Your goal
Extract every line of the listing below verbatim, keeping the original order, punctuation, and line breaks.

-------- Provided records --------

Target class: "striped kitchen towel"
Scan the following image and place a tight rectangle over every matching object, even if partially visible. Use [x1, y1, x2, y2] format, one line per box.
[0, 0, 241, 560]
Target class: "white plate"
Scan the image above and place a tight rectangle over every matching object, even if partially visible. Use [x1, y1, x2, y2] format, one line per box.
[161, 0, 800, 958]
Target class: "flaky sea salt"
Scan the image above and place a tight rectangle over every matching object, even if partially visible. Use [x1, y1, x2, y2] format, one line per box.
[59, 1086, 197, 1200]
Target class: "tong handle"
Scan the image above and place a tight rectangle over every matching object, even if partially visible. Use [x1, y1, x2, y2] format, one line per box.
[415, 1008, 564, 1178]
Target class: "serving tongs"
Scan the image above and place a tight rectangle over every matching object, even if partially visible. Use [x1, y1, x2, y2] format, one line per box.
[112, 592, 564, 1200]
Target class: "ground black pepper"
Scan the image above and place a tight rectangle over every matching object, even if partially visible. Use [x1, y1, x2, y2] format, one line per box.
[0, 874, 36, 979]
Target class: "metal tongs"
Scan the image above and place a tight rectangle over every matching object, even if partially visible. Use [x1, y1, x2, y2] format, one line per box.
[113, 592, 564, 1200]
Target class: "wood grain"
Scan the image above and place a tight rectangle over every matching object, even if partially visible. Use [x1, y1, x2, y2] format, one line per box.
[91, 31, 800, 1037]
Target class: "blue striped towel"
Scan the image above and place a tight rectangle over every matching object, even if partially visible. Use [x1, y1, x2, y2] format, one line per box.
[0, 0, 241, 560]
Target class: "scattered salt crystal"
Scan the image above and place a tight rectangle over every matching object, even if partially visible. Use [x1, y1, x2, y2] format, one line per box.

--------

Task answer
Target class: "striped kitchen towel"
Scan the following image and place a tight rectangle over every matching object, even if partially visible. Use [x1, y1, x2, y2] format, one line per box.
[0, 0, 241, 560]
Target class: "white plate"
Scan the image above and place a tight rectangle over every matching object, even if partially visible. Use [x1, y1, x2, y2] format, one line per box.
[161, 0, 800, 958]
Target class: "flaky sea salt"
Scan the image above and place a tight rectangle over every matching object, even if partially visible. Use [x1, y1, x2, y2] format, one line per box.
[59, 1086, 197, 1200]
Target class: "tong handle"
Scan the image above and place a tight rectangle over every matching object, even if partially visible. Use [x1, y1, x2, y2] format, one line per box.
[415, 1008, 564, 1178]
Target class: "serving tongs"
Scan the image above and place a tight rectangle over every matching object, even if partially visible. Use [x1, y1, x2, y2] format, one line per box.
[112, 592, 564, 1200]
Target class: "ground black pepper"
Scan the image above and place a tight rectangle over every matching object, even if partially visible. Use [x1, y1, x2, y2] format, one line per box.
[0, 874, 36, 979]
Target class: "metal tongs"
Scan the image above and place a tight rectangle over every matching object, even if partially visible. Use [x1, y1, x2, y2] format, one line per box.
[113, 592, 564, 1200]
Target class: "wood grain"
Scan the image above and place a tight rectangle over every matching object, even if partially visible. Use [x1, y1, x2, y2] format, one line per box.
[91, 31, 800, 1037]
Target class: "blue striped towel"
Scan the image above and place a tight rectangle over every matching object, even if partially visible. Use [x1, y1, x2, y2] format, one line per box.
[0, 0, 241, 560]
Target class: "scattered salt crystal"
Scan the image above and place a tight rectangle over every matching object, even if partially visible. Use [x1, y1, x2, y2] format, one line per box.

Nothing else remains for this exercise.